▶ [Outline annotation rows]:
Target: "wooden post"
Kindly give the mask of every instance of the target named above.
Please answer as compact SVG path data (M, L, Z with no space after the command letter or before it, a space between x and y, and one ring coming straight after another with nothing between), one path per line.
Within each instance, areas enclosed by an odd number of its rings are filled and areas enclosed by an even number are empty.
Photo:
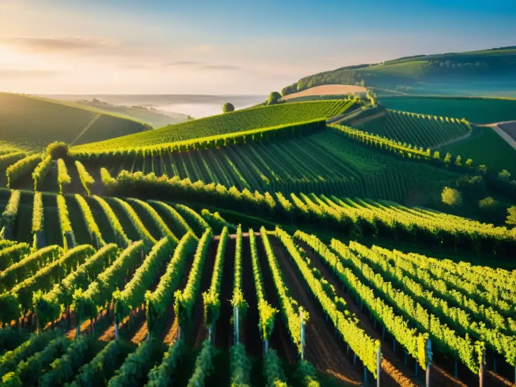
M382 351L380 346L376 350L376 387L380 387L380 374L381 373Z
M478 369L478 376L479 378L479 384L480 387L483 387L483 372L484 372L484 364L486 363L486 350L484 349L482 352L482 359L480 359L480 367Z
M301 319L301 360L304 360L304 320L303 318L303 310L299 312L299 318Z
M426 342L426 387L430 387L430 368L432 364L432 343L429 338Z

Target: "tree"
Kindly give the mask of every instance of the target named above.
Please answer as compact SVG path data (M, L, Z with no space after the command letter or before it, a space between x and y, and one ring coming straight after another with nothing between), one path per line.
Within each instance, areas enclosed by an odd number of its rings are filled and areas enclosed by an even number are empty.
M230 111L234 111L235 107L231 102L226 102L222 105L222 112L227 113Z
M498 174L498 178L501 180L504 181L504 182L508 182L510 177L511 173L507 169L504 169L502 172Z
M507 215L507 220L505 222L508 224L516 225L516 205L507 208L507 212L509 213L509 215Z
M46 146L46 154L53 160L66 158L68 156L68 144L62 141L54 141Z
M495 200L490 196L485 198L478 202L478 206L482 209L489 209L493 206L496 205L498 202Z
M462 195L455 188L445 187L441 194L443 202L448 205L460 205L462 203Z
M280 99L281 98L281 94L277 91L272 91L269 94L269 98L267 100L267 105L274 105L278 103Z
M444 162L447 165L452 162L452 155L449 153L446 153L446 155L444 156Z
M486 172L487 172L487 167L486 167L483 164L480 164L480 165L478 166L477 168L478 169L478 170L481 172L482 173L485 173Z

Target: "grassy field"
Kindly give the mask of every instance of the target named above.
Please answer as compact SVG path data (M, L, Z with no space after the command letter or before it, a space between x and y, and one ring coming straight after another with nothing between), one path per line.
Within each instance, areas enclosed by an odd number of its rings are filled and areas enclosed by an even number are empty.
M472 158L497 173L507 169L516 176L516 151L490 127L475 127L470 138L443 147L441 154L449 152L463 160Z
M477 124L516 120L516 100L401 97L380 98L393 110L465 118Z
M0 139L27 150L81 144L146 130L142 124L39 98L0 93Z
M384 116L353 126L425 150L453 141L471 131L469 125L455 118L391 110Z
M337 116L352 104L351 101L331 100L261 106L168 125L98 143L85 144L75 149L155 145L234 133Z

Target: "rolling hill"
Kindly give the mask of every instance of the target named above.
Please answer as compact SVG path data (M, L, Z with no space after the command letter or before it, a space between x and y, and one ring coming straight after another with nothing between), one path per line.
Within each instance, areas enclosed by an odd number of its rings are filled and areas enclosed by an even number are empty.
M22 94L0 93L0 138L26 150L78 144L148 130L136 121Z
M325 119L338 116L353 104L354 101L351 100L329 100L260 106L168 125L147 133L85 144L74 147L74 150L98 151L121 149L128 146L150 147L318 119Z
M516 46L342 67L301 78L284 88L282 94L332 84L409 94L516 96Z

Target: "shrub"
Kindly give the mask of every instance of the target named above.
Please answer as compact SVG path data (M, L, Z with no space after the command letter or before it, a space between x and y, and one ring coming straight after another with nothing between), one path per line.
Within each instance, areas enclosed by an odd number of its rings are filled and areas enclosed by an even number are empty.
M68 144L62 141L56 141L46 146L46 154L53 160L66 158L68 156Z

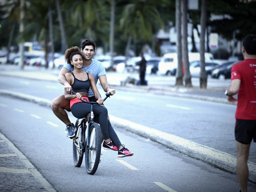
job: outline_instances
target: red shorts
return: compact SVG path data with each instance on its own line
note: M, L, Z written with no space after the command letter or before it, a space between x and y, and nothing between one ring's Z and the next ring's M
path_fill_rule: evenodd
M89 99L88 99L88 97L82 97L82 99L84 99L84 100L85 100L86 101L89 101ZM81 101L80 100L79 100L79 99L78 99L77 97L76 97L74 99L73 99L72 100L70 100L70 108L71 108L71 107L72 107L72 106L74 104L74 103L78 103L79 102L83 102L82 101Z

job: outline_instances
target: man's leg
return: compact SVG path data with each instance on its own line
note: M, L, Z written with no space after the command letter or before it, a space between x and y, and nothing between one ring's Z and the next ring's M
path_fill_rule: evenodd
M247 181L249 176L247 161L249 157L250 144L243 144L237 142L237 175L242 192L247 192Z

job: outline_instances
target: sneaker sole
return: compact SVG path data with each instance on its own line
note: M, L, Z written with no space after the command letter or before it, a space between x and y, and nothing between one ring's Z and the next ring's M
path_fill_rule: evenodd
M133 153L128 153L125 155L117 155L118 157L125 157L126 156L130 156L133 155Z
M106 150L112 150L112 151L118 151L118 149L117 149L117 150L114 150L114 149L109 149L109 148L104 147L103 147L103 146L102 146L102 148L103 149L106 149Z

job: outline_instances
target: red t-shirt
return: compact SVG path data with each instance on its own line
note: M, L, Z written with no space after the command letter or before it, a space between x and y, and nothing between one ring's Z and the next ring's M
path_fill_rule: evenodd
M240 79L237 119L256 120L256 59L247 59L232 67L231 80Z

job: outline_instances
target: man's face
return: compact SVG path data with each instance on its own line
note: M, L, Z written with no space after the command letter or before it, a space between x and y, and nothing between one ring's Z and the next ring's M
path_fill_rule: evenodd
M91 59L94 55L94 50L92 45L85 46L83 50L81 48L81 52L82 52L83 57L86 60Z

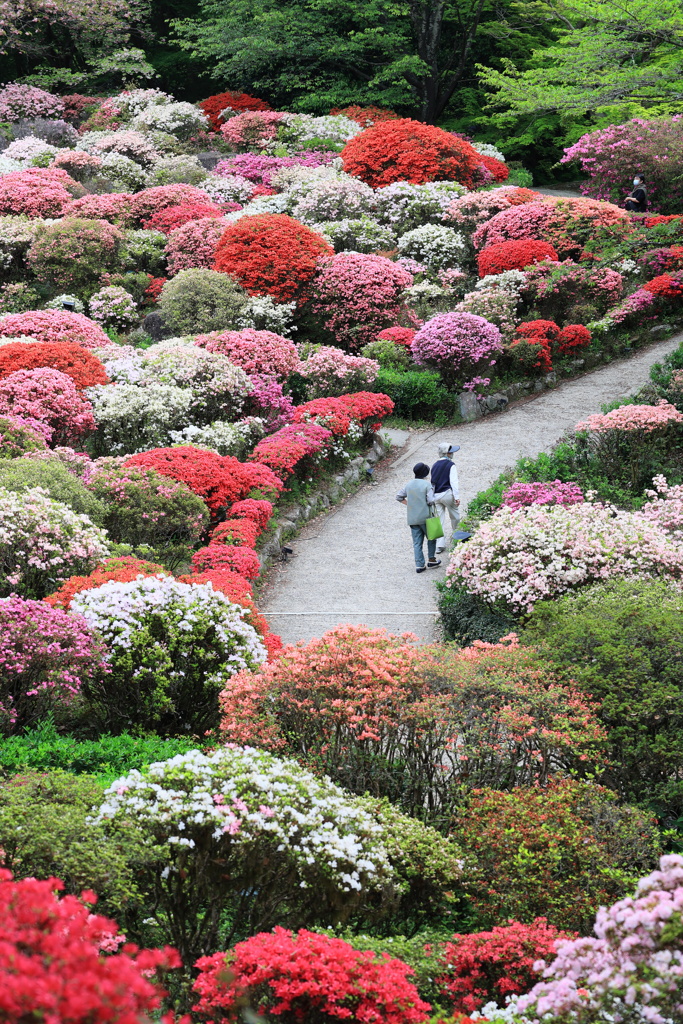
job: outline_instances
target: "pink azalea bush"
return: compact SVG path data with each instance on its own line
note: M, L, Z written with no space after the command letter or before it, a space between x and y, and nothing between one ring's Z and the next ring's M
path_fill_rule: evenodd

▶ [Stated problem]: Can you give the rows again from the start through the line containing "M426 342L426 387L430", replacing "wooden post" with "timber post" and keeping everything else the same? Leave the pictures out.

▶ [Written answer]:
Target: "timber post"
Kindly give the mask of every instance of the target named above.
Please answer as compact SVG path data (M, L, Z with no space after the command letter or before it, a space between x and y, and one ring coming straight after another with nothing between), one path per line.
Within each instance, areas enclosed by an odd number of its rings are filled and areas enclosed by an even number are empty.
Photo:
M382 351L380 346L376 350L376 387L380 387L380 374L381 373Z
M478 369L478 376L479 378L479 384L480 387L483 387L483 372L484 372L484 364L486 363L486 350L484 349L482 352L482 359L480 359L480 367Z
M301 319L301 360L304 360L304 320L303 318L303 310L299 312L299 318Z
M426 342L426 387L430 387L430 368L432 364L432 343L429 338Z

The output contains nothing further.